## [Exercise objective]
Restate every record exactly as it is written, while omitting the pictures it holds.

============

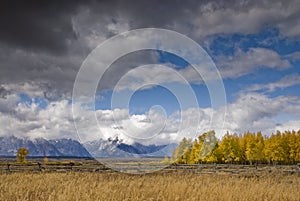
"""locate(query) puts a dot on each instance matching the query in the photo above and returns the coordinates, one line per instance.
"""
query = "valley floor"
(156, 186)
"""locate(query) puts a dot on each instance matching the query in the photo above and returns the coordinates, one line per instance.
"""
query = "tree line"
(247, 148)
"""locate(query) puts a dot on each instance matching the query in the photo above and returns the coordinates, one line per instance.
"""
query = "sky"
(254, 46)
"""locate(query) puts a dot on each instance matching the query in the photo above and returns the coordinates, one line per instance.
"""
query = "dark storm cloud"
(44, 43)
(37, 25)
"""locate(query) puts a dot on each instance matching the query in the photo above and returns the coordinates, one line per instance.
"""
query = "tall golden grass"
(156, 186)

============

## [Answer to the exercise]
"""locate(query) puts a dot on each instance matching the query in the photo above and returns the coordinates, one line per instance.
"""
query = "valley floor"
(156, 186)
"""locate(query) puts a dot on each instance matching the query in the photo above and returns the coordinates, one line per instance.
"""
query = "tree line"
(247, 148)
"""locate(query) puts a dot on each instance matching the query in the photo above and returns the coordinates, one line per instance.
"""
query = "sky"
(254, 46)
"""locate(query) puts a dot on each instance matching the query in the photo above and returns the coordinates, one line per instance.
"""
query = "dark storm cloud"
(44, 43)
(37, 25)
"""locate(query) puts a dot on each instance matching the query in the photo above and returns the coordinates, one line per instance.
"""
query = "tall golden grass"
(156, 186)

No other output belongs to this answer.